*Objective*
Please output every line of the records below as a JSON list of strings, one string per line, with blank lines skipped and the pictures left out.

*Listed entries*

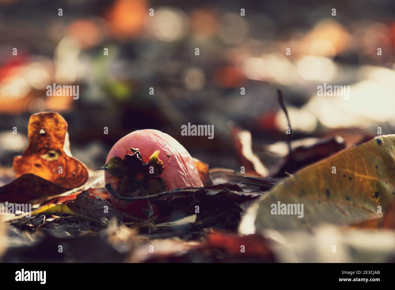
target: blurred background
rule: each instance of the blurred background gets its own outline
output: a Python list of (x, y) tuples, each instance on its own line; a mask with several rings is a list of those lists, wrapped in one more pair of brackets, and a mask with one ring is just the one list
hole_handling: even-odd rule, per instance
[[(92, 168), (147, 128), (212, 167), (239, 170), (246, 146), (267, 167), (287, 152), (278, 89), (305, 146), (395, 133), (395, 1), (319, 2), (0, 0), (0, 165), (26, 146), (30, 115), (54, 111)], [(79, 85), (79, 99), (47, 96), (54, 82)], [(324, 83), (350, 85), (350, 99), (318, 96)], [(214, 139), (181, 136), (189, 122), (214, 125)]]

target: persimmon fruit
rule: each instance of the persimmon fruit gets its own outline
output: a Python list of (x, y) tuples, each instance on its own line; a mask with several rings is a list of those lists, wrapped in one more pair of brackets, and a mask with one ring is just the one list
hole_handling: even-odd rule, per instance
[[(123, 165), (119, 165), (121, 164)], [(121, 170), (124, 174), (114, 170), (114, 165), (125, 167)], [(111, 166), (112, 170), (109, 169)], [(156, 167), (156, 174), (150, 174), (157, 166), (159, 171)], [(194, 160), (186, 150), (174, 138), (157, 130), (139, 130), (121, 138), (109, 152), (106, 165), (100, 169), (105, 171), (105, 184), (110, 184), (111, 191), (122, 197), (144, 196), (176, 188), (203, 186)], [(109, 192), (109, 195), (117, 209), (147, 218), (144, 212), (147, 206), (146, 199), (126, 200)], [(157, 208), (152, 203), (151, 206), (154, 213), (157, 214)]]

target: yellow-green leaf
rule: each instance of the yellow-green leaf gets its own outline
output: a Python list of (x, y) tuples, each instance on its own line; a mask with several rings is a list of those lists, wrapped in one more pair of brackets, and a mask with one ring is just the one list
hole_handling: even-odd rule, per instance
[[(258, 202), (255, 225), (258, 230), (351, 225), (381, 217), (394, 200), (395, 135), (388, 135), (299, 171)], [(274, 214), (279, 202), (287, 214)]]

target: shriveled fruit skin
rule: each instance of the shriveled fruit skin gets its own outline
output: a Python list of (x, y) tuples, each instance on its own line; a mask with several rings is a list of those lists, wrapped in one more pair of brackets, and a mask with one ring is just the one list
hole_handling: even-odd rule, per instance
[[(193, 159), (186, 150), (174, 138), (157, 130), (139, 130), (121, 138), (110, 150), (106, 163), (115, 156), (123, 159), (126, 155), (132, 154), (130, 147), (139, 149), (145, 162), (155, 151), (160, 151), (159, 158), (163, 162), (164, 171), (160, 177), (166, 181), (168, 191), (203, 186)], [(117, 192), (118, 178), (105, 172), (104, 180), (106, 184), (111, 183), (113, 190)], [(121, 200), (110, 193), (109, 195), (117, 208), (137, 216), (141, 216), (141, 207), (147, 203), (146, 200)]]

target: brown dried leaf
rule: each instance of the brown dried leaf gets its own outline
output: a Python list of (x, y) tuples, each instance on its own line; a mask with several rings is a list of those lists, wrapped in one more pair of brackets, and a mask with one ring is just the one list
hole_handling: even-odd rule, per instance
[[(87, 181), (86, 167), (69, 156), (67, 123), (62, 116), (53, 112), (32, 115), (28, 131), (28, 147), (21, 156), (14, 158), (13, 168), (18, 176), (32, 173), (68, 188)], [(59, 167), (62, 167), (62, 174), (58, 173)]]
[(209, 172), (209, 166), (207, 163), (201, 161), (197, 158), (194, 158), (194, 163), (196, 167), (199, 176), (201, 180), (203, 185), (209, 185), (213, 184), (213, 181), (210, 177)]
[(62, 116), (50, 112), (32, 115), (28, 129), (28, 147), (22, 156), (14, 158), (13, 167), (18, 177), (0, 187), (0, 200), (30, 202), (87, 181), (86, 167), (70, 157), (67, 123)]

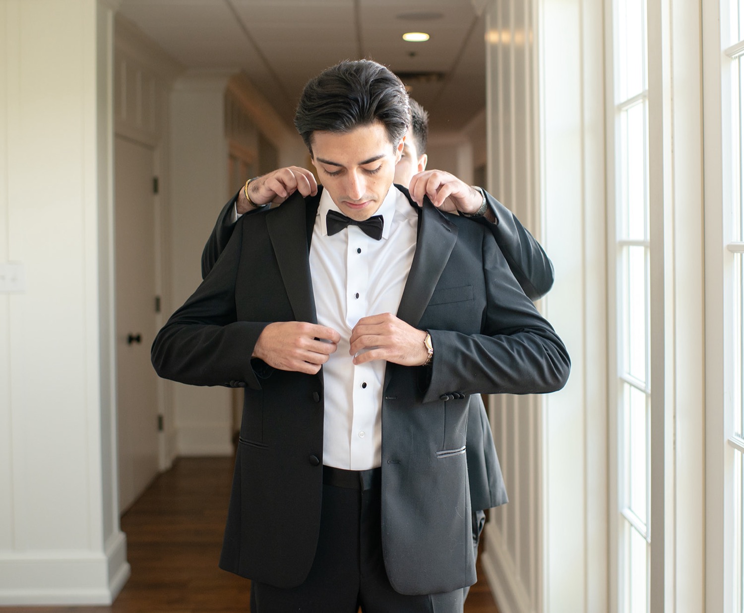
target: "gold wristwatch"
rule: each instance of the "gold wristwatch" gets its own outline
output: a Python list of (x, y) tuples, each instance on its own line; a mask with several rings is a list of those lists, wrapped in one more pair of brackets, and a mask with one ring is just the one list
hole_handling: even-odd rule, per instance
[(432, 358), (434, 358), (434, 346), (432, 345), (432, 335), (427, 331), (426, 337), (423, 340), (423, 344), (426, 347), (429, 355), (426, 356), (426, 361), (421, 366), (428, 366), (432, 363)]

*Complete answer*
[
  "target: blurred background",
  "rule: each instance of the blurred background gets its own outline",
  "output: a Python list of (x, y) tuples, each instance on its own line; a mask with several rings is a list of those lists, wrapped in one more pair of brackets, and a mask with one ring is just the one list",
  "hole_handling: even-odd rule, per instance",
  "[[(92, 168), (147, 128), (212, 167), (239, 170), (246, 146), (267, 167), (287, 152), (278, 89), (305, 146), (395, 133), (395, 1), (319, 2), (0, 0), (0, 165), (26, 146), (30, 115), (54, 111)], [(79, 85), (79, 99), (47, 96), (54, 82)], [(324, 83), (350, 85), (350, 99), (318, 96)], [(214, 139), (181, 136), (189, 122), (214, 125)]]",
  "target: persimmon fruit",
  "rule: each instance of the persimmon fruit gets its own outline",
  "output: a Python list of (x, y) tuples, each instance on its own line; a mask with several rings is a list of those lists, wrapped in one more pair of brackets, and a mask with one ring is just the one list",
  "hole_handling: even-odd rule, per instance",
  "[[(123, 165), (119, 165), (121, 164)], [(121, 170), (124, 174), (114, 170), (114, 165), (125, 167)], [(111, 166), (112, 170), (109, 169)], [(156, 167), (156, 174), (150, 174), (157, 166), (159, 171)], [(194, 160), (186, 150), (174, 138), (157, 130), (139, 130), (121, 138), (109, 152), (106, 165), (100, 169), (105, 171), (105, 184), (110, 184), (111, 191), (122, 197), (144, 196), (176, 188), (203, 186)], [(109, 192), (109, 195), (117, 209), (147, 218), (144, 212), (147, 206), (146, 199), (126, 200)], [(157, 208), (152, 203), (151, 206), (154, 213), (157, 214)]]",
  "target: yellow-green leaf",
  "rule: each instance of the yellow-green leaf gets its own outline",
  "output: a Python list of (x, y) tuples, each instance on its own line; a mask with several rings is a list of those lists, wrapped in one more pair of brackets, and a mask with one ring is just the one list",
  "hole_handling: even-odd rule, per instance",
  "[[(258, 202), (255, 225), (258, 230), (351, 225), (381, 217), (394, 200), (395, 135), (388, 135), (299, 171)], [(274, 214), (279, 202), (287, 214)]]",
  "target: shriveled fruit skin",
  "rule: each instance of the shriveled fruit skin gets its own outline",
  "output: a Python list of (x, y) tuples, each instance on its own line; a mask with several rings is a list of those lists, wrapped in one more pair of brackets, and a mask with one ring is just the one list",
  "hole_handling: even-odd rule, per instance",
  "[[(193, 159), (186, 150), (174, 138), (157, 130), (139, 130), (121, 138), (110, 150), (106, 163), (115, 156), (123, 159), (126, 155), (132, 154), (130, 147), (139, 149), (145, 162), (155, 151), (160, 151), (159, 158), (163, 162), (164, 171), (160, 177), (166, 181), (168, 191), (203, 186)], [(117, 192), (118, 178), (105, 172), (104, 180), (106, 184), (111, 183), (113, 190)], [(121, 200), (110, 193), (109, 195), (117, 208), (137, 216), (141, 216), (141, 207), (147, 203), (146, 200)]]",
  "target: brown dried leaf",
  "rule: each instance of the brown dried leaf gets its own outline",
  "output: a Python list of (x, y) tuples, each instance on its own line; a mask with several rings is a list of those lists, wrapped in one more pair of brackets, and a mask with one ring is just the one list",
  "hole_handling: even-odd rule, per instance",
  "[[(87, 181), (86, 167), (69, 156), (67, 123), (62, 116), (53, 112), (32, 115), (28, 131), (28, 147), (21, 156), (14, 158), (13, 168), (18, 176), (32, 173), (68, 188)], [(59, 167), (62, 167), (62, 174), (58, 173)]]",
  "[(209, 172), (209, 166), (207, 163), (201, 161), (197, 158), (194, 158), (194, 163), (196, 167), (199, 176), (201, 180), (203, 185), (209, 185), (213, 184), (213, 181), (210, 177)]",
  "[(62, 116), (50, 112), (32, 115), (28, 129), (28, 147), (22, 156), (14, 158), (13, 167), (18, 177), (0, 187), (0, 200), (30, 202), (87, 181), (86, 167), (70, 157), (67, 123)]",
  "target: \"gold wristwatch\"",
  "rule: each instance of the \"gold wristwatch\" gets its own outline",
  "output: a Python list of (x, y) tuples, each instance on its own line; a mask with several rings is a list of those lists, wrapped in one more pair of brackets, and a mask with one ring is just the one list",
  "hole_handling: even-odd rule, per instance",
  "[(432, 358), (434, 358), (434, 346), (432, 345), (432, 335), (427, 331), (426, 337), (423, 340), (423, 344), (426, 347), (429, 355), (426, 356), (426, 361), (421, 366), (428, 366), (432, 363)]"
]